======== Supplied data ========

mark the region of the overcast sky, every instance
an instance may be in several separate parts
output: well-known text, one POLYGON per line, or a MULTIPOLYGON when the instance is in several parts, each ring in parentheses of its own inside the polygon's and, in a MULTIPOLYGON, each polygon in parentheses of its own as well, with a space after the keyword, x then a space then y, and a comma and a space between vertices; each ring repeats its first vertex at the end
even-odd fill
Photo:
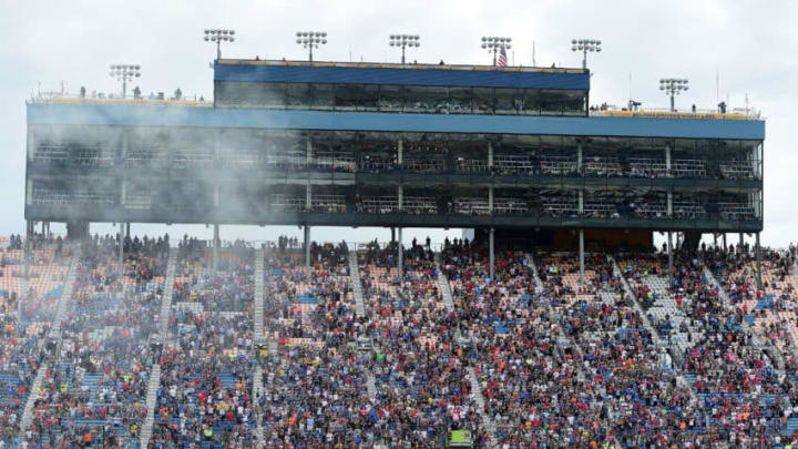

========

## What to do
Could you reproduce the records above word for word, leaving out the pictures?

## Correct answer
mark the region of the overcast sky, every instance
an instance may be in several separate parts
output: well-known text, one POLYGON per line, or a MULTIPOLYGON when the instance is in several parts, each ring in parentheses of its own inside the polygon's and, in a MULTIPOLYGON, each polygon in parentheses of its own as well, with a space after the keyword, x then a space then y, and a comma and a space between vertices; each ring repeats its first vertex at the end
even-odd fill
Photo:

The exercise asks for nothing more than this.